While the governor supports the pipeline corridor initiative, at least five conservation groups have raised objections to the proposal, including:
- Western Watersheds Project
- Defenders of Wildlife
- Natural Resources Defense Council
- Sierra Club, Wyoming Chapter
- Center for Biological Diversity
These groups filed a formal protest against the Wyoming Pipeline Corridor Initiative plans in fall 2020.
“This proposal proves that BLM has as little regard for sage-grouse as the oil and gas industry does,” Western Watersheds Project Energy and Mining Campaign Director Kelly Fuller said in a press release from the conservation groups in November. “To approve this massive new network of pipeline corridors, BLM will strip protection from tens of thousands of acres that BLM’s own sage-grouse plans say pipelines are supposed to avoid. This is how you drive wildlife extinct.”
Gordon’s office said that the pipeline system would enable CO2 to be transported to places where it could be “sold, sequestered, or used in enhanced oil recovery.”
“Pipeline development is focused in existing federal energy corridors or adjacent to existing pipeline infrastructure for approximately 95 percent of the corridor network,” the release adds.
The initiative would designate about 2,000 miles of pipeline corridor across private, state and BLM-managed lands in Wyoming.

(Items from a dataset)
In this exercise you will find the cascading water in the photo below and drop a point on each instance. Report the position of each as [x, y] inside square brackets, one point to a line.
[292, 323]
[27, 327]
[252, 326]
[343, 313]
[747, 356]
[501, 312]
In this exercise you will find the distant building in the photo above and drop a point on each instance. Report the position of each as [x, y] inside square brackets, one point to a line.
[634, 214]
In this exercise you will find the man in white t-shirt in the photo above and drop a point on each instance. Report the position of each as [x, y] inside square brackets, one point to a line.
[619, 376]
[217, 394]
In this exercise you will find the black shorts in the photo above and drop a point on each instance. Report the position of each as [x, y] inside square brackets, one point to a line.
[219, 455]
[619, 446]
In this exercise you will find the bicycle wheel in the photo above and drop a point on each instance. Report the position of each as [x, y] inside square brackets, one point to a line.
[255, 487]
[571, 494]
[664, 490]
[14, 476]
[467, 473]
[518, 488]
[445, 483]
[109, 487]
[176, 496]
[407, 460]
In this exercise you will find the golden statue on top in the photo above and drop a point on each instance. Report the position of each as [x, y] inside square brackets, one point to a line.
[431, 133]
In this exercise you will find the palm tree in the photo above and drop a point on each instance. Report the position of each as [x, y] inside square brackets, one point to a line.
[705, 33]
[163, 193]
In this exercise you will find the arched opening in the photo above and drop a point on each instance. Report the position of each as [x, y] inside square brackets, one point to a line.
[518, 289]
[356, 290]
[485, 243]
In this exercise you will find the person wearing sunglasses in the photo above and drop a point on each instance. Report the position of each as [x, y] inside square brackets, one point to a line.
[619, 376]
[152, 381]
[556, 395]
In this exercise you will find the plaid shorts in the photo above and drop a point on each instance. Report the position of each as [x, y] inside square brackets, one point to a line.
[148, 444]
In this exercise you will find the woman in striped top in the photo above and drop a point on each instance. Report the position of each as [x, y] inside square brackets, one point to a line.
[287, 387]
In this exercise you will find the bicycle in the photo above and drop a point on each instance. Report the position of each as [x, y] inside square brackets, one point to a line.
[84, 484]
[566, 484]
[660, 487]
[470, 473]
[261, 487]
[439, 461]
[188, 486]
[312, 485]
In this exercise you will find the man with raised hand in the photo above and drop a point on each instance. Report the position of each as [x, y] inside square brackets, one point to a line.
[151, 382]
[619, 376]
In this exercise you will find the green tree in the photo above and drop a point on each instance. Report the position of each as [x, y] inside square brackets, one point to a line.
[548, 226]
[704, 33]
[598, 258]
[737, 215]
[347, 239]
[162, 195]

**WHAT THIS EXERCISE ASKS:**
1 - Please mark each statement yes or no according to the pipeline corridor excerpt, and quote the exact words that decide it: (a) The conservation groups filed their formal protest in fall 2020. (b) The initiative would designate about 5,000 miles of pipeline corridor. (c) The governor opposes the pipeline corridor initiative.
2 - Reproduce the pipeline corridor excerpt from "While the governor" up to and including "in fall 2020.", swapping "fall" for "autumn".
The data is separate material, apart from the pipeline corridor excerpt.

**SOLVED PROBLEMS:**
1 -
(a) Yes: "These groups filed a formal protest against the Wyoming Pipeline Corridor Initiative plans in fall 2020."
(b) No: "The initiative would designate about 2,000 miles of pipeline corridor"
(c) No: "the governor supports the pipeline corridor initiative"

2 -
While the governor supports the pipeline corridor initiative, at least five conservation groups have raised objections to the proposal, including:
- Western Watersheds Project
- Defenders of Wildlife
- Natural Resources Defense Council
- Sierra Club, Wyoming Chapter
- Center for Biological Diversity
These groups filed a formal protest against the Wyoming Pipeline Corridor Initiative plans in autumn 2020.